▸ **Consigne 1**:
Extrayez des enregistrements ci-dessous toutes les lignes qui contiennent le mot "submerged".

▸ **Extrait du texte**:
::::
Ce matin, à la veille du jour de la Mémoire, de la Vérité et de la Justice, jour anniversaire du coup d'Etat de 1976, qui instaura la plus cruelle dictature de l'histoire de l'Argentine, Página/12 publie en entrefilet de Une cette déclaration incroyable d'un des accusés du procès de Comodoro Py (voir mon article du 1er mars 2011 à ce propos), le procès du système de soustraction systématique des enfants en bas-âge à leurs parents militants politiques, arrêtés arbitrairement et mis à mort sans procès :
Jorge “El Tigre” Acosta fue interrogado ayer en el juicio sobre el plan sistemático para apropiarse de hijos de desaparecidos. El represor de la ESMA dedicó un tramo de su declaración a este diario: “Yo jamás dije que no había que leer Página/12; al enemigo hay que leerlo todos los días, estudiarlo permanentemente y más si es un mentiroso”. La jueza María del Carmen Roqueta lo interrumpió: “Esta no es una tribuna política, si quiere quejarse escríbale una carta al diario”
::::
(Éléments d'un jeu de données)
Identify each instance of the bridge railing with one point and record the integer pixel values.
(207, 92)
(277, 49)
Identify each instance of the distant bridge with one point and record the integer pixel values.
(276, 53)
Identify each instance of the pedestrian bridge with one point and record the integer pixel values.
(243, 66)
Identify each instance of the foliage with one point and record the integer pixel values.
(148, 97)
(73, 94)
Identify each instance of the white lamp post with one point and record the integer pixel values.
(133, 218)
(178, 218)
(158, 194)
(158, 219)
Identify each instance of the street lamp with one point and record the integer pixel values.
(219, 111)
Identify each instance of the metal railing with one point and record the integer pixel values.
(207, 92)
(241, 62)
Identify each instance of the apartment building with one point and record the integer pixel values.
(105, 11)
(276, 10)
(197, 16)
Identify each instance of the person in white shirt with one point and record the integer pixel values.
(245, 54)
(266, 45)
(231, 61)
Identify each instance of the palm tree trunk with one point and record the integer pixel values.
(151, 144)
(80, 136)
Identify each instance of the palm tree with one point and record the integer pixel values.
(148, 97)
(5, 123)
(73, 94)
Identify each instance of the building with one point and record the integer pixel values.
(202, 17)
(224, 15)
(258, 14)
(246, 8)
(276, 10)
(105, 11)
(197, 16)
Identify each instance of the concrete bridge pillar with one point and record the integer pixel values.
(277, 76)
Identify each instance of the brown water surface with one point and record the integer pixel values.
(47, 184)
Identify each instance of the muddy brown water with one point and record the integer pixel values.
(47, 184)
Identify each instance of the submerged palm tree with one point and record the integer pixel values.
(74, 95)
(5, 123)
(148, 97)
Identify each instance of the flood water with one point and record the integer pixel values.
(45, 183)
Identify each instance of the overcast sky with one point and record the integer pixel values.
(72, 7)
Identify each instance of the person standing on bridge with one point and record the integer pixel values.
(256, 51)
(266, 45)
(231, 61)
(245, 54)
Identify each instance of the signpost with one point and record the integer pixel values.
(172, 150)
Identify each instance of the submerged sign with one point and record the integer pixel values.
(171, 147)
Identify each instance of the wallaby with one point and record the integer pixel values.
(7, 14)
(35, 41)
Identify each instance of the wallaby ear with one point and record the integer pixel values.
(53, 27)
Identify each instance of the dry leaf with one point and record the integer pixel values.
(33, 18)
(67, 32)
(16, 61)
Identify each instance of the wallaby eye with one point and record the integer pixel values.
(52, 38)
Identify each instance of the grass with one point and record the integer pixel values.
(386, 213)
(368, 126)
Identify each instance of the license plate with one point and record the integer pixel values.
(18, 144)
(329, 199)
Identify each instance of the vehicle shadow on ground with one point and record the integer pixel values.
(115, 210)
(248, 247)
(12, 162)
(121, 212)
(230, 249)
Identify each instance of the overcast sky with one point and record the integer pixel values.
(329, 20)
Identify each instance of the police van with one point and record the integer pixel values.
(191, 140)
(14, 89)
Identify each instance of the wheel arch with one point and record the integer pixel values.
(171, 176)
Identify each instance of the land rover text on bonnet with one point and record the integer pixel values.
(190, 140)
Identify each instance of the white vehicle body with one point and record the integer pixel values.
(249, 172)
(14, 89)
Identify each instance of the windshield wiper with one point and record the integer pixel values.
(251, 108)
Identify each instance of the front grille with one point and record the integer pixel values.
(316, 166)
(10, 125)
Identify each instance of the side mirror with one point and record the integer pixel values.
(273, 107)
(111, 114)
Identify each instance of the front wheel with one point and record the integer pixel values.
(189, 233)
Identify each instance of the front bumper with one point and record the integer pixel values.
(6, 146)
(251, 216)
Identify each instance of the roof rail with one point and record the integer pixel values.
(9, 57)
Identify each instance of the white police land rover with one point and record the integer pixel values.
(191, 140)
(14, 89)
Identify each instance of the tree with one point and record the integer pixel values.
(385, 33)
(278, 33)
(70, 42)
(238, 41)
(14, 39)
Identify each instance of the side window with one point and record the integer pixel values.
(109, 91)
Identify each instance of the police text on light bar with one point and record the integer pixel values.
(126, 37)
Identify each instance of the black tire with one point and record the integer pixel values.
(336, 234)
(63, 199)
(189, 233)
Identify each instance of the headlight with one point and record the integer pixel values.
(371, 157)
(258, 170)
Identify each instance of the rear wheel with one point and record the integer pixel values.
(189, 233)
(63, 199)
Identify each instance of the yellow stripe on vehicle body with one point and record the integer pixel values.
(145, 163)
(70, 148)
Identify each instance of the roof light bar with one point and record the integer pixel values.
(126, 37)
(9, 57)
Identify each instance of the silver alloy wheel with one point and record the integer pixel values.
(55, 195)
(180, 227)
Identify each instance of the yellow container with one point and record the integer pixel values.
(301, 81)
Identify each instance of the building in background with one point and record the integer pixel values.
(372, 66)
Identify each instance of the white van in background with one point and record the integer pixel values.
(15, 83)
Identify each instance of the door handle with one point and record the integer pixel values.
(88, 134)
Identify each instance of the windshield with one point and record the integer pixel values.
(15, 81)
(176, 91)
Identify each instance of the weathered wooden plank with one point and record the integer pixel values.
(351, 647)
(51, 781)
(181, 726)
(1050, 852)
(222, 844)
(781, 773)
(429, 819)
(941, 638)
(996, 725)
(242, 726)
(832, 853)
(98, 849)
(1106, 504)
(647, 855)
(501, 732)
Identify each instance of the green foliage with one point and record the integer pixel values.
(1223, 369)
::::
▸ **Consigne 2**:
Reprenez le texte sur le procès de l'appropriation des enfants de disparus en Argentine et poursuivez-le après sa dernière phrase.

▸ **Réponse attendue 1**:
Identify each instance of the submerged palm tree with one point and record the integer pixel values.
Identify each instance of the submerged sign with one point and record the integer pixel values.

▸ **Réponse attendue 2**:
Página/12, édition du 23 mars 2011
Jorge Acosta, dit "La bête fauve" (1), a été interrogé hier au cours du procès sur le plan systématique pour adopter illégalemetn les enfants des disparus. Le bourreau de l'ESMA (2) consacra un pan de ses déclarations à ce journal : "Je n'ai jamais dit, moi, qu'il ne fallait pas lire Página/12. L'ennemi, il faut le lire tous les jours, l'étudier en permanence et encore plus si c'est un menteur". La juge María del Carmen Roqueta l'a interrompu : "On n'est pas ici sur une tribune politique. Si vous voulez porter plainte, écrivez une lettre au journal".
(Traduction Denise Anne Clavilier)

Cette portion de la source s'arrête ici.